*Exercise objective*. Convert the data below into a JSON list of strings, with one string for each line and blank lines omitted.

*Records for this exercise*.

· · · · · · ·

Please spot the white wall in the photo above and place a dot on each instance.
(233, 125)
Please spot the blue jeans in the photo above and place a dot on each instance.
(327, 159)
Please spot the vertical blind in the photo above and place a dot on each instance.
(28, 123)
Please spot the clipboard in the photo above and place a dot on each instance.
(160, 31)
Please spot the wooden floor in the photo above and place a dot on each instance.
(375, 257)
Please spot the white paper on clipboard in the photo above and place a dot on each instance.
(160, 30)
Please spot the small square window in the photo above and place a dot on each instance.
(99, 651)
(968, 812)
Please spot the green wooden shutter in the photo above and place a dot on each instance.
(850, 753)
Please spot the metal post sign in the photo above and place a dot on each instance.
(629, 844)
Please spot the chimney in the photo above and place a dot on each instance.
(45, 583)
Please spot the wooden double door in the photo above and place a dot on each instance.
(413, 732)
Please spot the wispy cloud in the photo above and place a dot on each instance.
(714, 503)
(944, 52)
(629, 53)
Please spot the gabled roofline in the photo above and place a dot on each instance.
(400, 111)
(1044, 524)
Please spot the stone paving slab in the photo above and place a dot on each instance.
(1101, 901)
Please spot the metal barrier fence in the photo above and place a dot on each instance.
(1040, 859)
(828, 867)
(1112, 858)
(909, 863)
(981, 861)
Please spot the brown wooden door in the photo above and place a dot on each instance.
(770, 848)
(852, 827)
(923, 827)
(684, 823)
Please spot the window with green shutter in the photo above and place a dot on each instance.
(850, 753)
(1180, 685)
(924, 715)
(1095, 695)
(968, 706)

· · · · · · ·

*Exercise output*.
[
  "Please spot the white wall in the photo above and place a dot on each instance.",
  "(233, 125)",
  "Please spot the blue jeans in the photo above and place a dot on each instance.",
  "(327, 159)",
  "Please spot the vertical blind in the photo above and place a dot on each instance.",
  "(28, 123)",
  "Please spot the clipboard in the photo above and place a dot on each instance.",
  "(160, 31)",
  "Please spot the wooden floor in the photo above and place a dot on each instance.",
  "(375, 257)",
  "Please spot the white paper on clipboard in the photo above and place a dot on each instance.",
  "(160, 30)",
  "Please spot the small square window in the photo above and place a dot on each instance.",
  "(99, 651)",
  "(968, 812)",
  "Please spot the green wooden shutter in the photo above and place a dot on each instance.",
  "(850, 753)",
  "Please spot the metal post sign in the photo above and place a dot on each instance.",
  "(629, 844)",
  "Please spot the chimney in the photo above and place a dot on each instance.",
  "(45, 583)",
  "Please spot the wooden double door in the photo above and place a dot on each instance.",
  "(413, 732)",
  "Please spot the wispy cloud in the photo above and place a dot on each instance.",
  "(714, 503)",
  "(944, 52)",
  "(629, 53)",
  "Please spot the gabled roofline in the photo above and place a dot on each instance.",
  "(400, 111)",
  "(1044, 524)",
  "Please spot the stone paving slab in the photo above and place a dot on each instance.",
  "(1101, 901)",
  "Please spot the metal barrier fence in the photo above and place a dot on each instance.",
  "(1040, 859)",
  "(828, 867)",
  "(1112, 858)",
  "(909, 863)",
  "(981, 861)",
  "Please spot the brown wooden door in the photo above and place a dot on each instance.",
  "(770, 848)",
  "(852, 827)",
  "(923, 827)",
  "(684, 823)",
  "Please spot the window with green shutter in the photo above and place a dot on each instance.",
  "(850, 753)",
  "(1180, 685)",
  "(924, 715)",
  "(1095, 695)",
  "(968, 706)"
]